INSTRUCTIONS TO FOLLOW: Write out every row below again, requests included but pictures left out, and raise each x and y coordinate in the answer points by 30.

INFORMATION GIVEN:
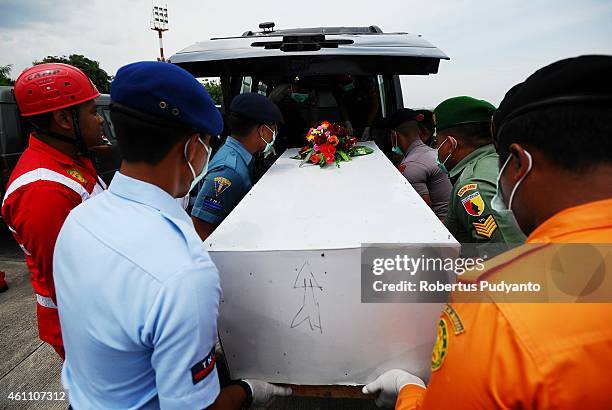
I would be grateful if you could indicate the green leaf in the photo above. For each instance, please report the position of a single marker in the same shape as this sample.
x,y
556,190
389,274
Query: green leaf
x,y
307,158
344,156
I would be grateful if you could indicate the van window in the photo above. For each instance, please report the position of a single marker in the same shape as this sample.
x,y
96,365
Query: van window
x,y
308,100
383,97
14,142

PROBLEM SOLUTION:
I would be grateful if you could indicate the green leaf in the photo above. For each instance, please report the position of a single marker in the same shape as this sample.
x,y
556,190
389,274
Query: green leaf
x,y
337,188
374,186
I would be grateful if you could indicate the van window in the photo above. For each instance, please report the position of a single marker in the same shape as this sample.
x,y
96,365
Query: van window
x,y
338,130
413,127
44,172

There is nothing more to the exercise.